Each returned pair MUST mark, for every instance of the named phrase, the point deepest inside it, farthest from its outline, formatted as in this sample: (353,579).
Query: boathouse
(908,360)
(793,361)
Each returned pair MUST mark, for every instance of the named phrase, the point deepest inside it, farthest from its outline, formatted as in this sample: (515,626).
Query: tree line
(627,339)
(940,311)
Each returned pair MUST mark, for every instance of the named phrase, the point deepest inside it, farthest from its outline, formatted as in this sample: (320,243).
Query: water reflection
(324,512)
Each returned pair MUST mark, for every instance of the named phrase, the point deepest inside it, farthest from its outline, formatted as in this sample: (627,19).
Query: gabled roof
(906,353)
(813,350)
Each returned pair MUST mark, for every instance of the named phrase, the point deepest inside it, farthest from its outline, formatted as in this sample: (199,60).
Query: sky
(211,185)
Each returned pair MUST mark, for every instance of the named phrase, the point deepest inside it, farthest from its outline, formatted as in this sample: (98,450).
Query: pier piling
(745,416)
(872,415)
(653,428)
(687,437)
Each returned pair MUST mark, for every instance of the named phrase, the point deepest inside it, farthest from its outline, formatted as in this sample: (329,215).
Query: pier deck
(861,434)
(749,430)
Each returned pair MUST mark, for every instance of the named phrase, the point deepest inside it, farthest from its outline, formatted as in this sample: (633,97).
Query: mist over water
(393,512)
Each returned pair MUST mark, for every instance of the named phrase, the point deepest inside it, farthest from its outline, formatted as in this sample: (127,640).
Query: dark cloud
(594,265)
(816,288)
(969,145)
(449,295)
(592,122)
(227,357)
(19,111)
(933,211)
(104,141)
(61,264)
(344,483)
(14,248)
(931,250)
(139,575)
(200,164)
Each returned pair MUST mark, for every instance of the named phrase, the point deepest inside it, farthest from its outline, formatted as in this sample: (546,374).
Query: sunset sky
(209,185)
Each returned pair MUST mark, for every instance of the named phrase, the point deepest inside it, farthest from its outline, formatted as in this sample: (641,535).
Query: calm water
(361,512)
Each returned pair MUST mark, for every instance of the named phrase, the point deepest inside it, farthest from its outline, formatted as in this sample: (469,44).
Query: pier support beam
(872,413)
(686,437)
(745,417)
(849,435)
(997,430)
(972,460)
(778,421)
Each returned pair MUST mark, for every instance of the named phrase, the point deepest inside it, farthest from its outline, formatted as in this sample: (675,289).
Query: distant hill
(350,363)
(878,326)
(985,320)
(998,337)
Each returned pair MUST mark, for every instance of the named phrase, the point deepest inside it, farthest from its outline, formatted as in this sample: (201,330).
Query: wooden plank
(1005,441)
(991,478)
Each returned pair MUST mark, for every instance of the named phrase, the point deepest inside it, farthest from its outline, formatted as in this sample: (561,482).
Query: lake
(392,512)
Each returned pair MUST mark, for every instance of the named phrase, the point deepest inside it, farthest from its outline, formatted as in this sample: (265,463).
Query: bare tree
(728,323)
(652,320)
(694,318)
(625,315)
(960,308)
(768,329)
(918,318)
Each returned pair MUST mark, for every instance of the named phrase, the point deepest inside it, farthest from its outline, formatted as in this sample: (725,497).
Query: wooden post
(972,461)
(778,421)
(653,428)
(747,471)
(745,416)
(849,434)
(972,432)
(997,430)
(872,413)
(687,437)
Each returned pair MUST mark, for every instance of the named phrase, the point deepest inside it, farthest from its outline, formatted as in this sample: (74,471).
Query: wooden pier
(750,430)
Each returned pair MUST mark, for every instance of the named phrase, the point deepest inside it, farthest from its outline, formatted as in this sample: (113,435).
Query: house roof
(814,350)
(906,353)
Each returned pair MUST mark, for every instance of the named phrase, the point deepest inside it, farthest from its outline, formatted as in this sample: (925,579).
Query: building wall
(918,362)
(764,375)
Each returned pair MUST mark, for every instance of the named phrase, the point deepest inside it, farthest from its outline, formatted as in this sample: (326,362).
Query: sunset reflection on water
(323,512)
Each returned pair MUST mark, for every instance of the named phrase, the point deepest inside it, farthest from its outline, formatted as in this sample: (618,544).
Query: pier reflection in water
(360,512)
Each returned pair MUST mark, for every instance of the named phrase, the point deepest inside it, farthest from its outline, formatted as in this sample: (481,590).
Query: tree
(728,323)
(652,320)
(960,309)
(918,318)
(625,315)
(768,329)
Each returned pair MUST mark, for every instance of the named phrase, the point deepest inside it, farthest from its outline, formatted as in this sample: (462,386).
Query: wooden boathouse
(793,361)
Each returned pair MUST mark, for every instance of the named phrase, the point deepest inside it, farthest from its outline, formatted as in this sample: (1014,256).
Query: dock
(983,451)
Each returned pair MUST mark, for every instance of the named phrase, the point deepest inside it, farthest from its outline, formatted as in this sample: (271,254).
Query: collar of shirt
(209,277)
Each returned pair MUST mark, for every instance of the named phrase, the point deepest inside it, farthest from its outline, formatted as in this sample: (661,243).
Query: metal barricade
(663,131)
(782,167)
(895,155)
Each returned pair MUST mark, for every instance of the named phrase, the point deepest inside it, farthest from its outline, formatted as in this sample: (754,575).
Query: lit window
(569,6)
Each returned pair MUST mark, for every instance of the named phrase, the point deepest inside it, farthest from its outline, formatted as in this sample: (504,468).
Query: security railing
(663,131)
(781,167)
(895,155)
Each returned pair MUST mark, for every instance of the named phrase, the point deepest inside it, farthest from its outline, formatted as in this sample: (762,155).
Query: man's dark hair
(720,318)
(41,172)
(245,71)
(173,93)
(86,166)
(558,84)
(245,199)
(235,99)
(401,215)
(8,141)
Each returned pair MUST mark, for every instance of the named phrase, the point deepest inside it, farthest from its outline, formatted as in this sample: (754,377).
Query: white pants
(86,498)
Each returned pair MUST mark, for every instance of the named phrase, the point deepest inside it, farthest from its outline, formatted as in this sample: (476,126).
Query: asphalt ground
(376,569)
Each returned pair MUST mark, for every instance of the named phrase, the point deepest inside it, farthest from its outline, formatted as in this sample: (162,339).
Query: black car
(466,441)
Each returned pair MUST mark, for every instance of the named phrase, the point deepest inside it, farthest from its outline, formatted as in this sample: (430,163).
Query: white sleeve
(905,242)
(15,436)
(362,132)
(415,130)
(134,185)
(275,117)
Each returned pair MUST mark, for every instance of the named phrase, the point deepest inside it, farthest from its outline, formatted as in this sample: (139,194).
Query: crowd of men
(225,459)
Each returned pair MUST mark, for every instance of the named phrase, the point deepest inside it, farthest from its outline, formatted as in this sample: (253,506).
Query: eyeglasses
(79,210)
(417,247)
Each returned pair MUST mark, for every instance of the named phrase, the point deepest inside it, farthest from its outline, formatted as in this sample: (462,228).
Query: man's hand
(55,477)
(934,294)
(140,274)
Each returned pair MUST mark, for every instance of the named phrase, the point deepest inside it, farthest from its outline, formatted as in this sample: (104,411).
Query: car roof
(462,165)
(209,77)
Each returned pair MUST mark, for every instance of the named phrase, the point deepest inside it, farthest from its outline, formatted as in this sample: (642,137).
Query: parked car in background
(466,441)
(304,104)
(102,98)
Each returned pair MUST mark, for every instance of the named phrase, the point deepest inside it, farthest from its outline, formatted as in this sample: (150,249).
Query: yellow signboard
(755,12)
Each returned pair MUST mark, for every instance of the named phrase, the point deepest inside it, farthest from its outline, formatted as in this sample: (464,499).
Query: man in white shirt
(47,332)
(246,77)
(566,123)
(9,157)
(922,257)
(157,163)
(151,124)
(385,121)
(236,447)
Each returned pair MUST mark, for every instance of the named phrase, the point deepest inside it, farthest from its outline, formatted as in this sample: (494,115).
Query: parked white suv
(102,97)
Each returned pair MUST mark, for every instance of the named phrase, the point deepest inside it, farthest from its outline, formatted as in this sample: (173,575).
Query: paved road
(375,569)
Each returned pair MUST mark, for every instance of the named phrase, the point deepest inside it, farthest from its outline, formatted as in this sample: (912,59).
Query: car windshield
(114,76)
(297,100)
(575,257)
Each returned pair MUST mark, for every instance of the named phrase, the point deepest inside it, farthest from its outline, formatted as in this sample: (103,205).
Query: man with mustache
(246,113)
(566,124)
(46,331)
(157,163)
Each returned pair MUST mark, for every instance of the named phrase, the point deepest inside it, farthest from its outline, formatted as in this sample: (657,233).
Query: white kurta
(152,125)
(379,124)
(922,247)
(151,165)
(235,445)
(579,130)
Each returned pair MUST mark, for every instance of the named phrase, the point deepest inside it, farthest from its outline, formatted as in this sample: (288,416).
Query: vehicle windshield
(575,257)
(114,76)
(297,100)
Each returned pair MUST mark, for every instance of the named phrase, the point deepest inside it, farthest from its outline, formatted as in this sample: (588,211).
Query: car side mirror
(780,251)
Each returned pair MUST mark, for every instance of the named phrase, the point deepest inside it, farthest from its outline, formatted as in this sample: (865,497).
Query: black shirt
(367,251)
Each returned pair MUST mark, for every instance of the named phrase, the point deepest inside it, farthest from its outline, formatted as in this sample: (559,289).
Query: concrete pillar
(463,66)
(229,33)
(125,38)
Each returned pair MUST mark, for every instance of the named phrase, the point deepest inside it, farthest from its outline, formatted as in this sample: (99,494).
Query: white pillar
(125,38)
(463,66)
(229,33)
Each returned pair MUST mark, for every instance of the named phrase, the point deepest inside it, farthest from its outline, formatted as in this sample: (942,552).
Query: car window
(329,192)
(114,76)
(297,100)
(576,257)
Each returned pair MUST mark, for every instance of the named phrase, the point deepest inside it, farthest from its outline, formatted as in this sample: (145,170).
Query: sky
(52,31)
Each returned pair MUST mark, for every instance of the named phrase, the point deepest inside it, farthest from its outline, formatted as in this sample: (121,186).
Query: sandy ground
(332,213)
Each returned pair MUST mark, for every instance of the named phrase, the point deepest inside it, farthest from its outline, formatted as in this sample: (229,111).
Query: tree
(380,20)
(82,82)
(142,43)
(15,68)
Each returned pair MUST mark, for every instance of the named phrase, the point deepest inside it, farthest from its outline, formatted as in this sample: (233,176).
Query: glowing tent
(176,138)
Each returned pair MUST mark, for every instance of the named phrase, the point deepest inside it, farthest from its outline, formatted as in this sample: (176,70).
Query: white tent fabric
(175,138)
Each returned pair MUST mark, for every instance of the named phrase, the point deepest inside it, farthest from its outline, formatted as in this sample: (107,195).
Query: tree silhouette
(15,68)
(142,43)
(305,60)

Activity:
Above is a listing; print exactly its lines from the one with "this sample: (627,19)." through the one with "this sample: (329,215).", and no other lines.

Exercise output:
Each returned pair MUST mark, for every instance of the named phrase, the point deepest inside it, farthest from its outline, formatted as in this sample: (627,19).
Query: gabled roof
(906,353)
(813,350)
Each returned pair MUST mark, for every instance of the named phrase, the point deepest inside it, farthest from its outline, formatted as in this sample: (199,60).
Query: sky
(211,185)
Each returned pair MUST mark, for every instance of the named phrase, the point deepest inside it, farthest from its outline, formatted as in this sample: (98,450).
Query: pier piling
(745,416)
(872,415)
(653,428)
(687,437)
Each returned pair MUST mark, for every instance of the named phrase, the point deepest inside it, farthest from its outline, formatted as in this sample: (329,215).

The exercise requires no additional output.